§ Your tasks:
**a)** On what grounds did the State Board of Education direct the teacher's dismissal in the court opinion excerpt?
**b)** Resume the court opinion excerpt, starting after its final sentence.
━━━ Given passage ━━━
Decided: October 23, 1985.


On appeal from the State Department of Education.

Pressler, Dreier and Bilder. The opinion of the court was delivered by Pressler, P.J.A.D.


[205 NJSuper Page 68] Donald Rowley, a tenured teacher employed by the Board of Education of the Manalapan-Englishtown Regional School District,

appeals from a decision of the State Board of Education directing his dismissal on the grounds of inefficiency. In so doing, the State Board rejected the determination of the Commissioner of Education dismissing the charges against Rowley on procedural grounds and itself addressed de novo the substance of the charge, concluding that the allegations of inefficiency had been proved. The State Board reached this conclusion without, however, making any findings of fact, without having reviewed the transcript of the lengthy hearing conducted by the administrative law judge, and without the benefit of any findings of fact by either the administrative law judge or the Commissioner, neither of whom had reached the merits of the substantive issue. We reverse and remand.
━━━ Entries provided ━━━
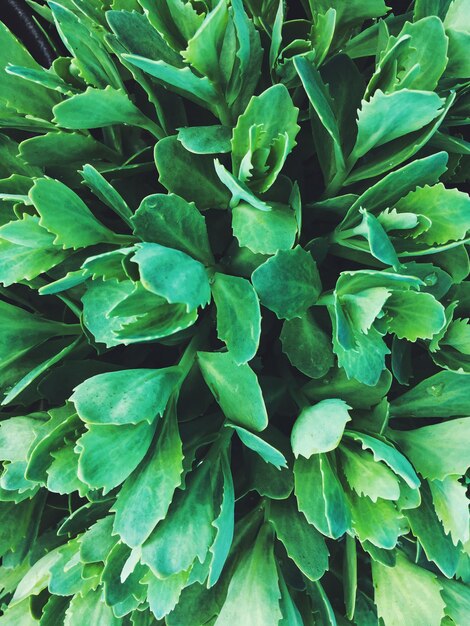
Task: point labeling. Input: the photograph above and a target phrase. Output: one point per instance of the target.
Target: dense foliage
(234, 317)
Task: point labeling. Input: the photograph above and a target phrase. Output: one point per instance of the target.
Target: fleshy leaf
━━━
§ Responses for each task:
**a)** Inefficiency.

**b)**
Rowley, a fourth-grade teacher, was regularly employed by the local board since 1962. Although the record is not clear as to when his teaching difficulties began, it is at least beyond dispute that routine evaluation of his performance during the 1980-1981 school year led to the administrative decision that his teaching was inadequate to qualify him for the usual salary increment for the following year. Rowley's performance was closely monitored during the first half of the 1981-1982 academic year. Eight evaluations were made of his classroom teaching between October 1981 and February 1982, three by then acting superintendent of schools, Joseph Scozzari, who was appointed to the superintendent's post in July 1982; two by Thomas W. McNearney, Rowley's vice-principal; one by Glen Allen Palmer, a mathematics and science supervisor employed by the district; one by Esther Harris, a language arts and instructional supervisor employed by the district; and one by Jeffrey Klein, an assistant superintendent.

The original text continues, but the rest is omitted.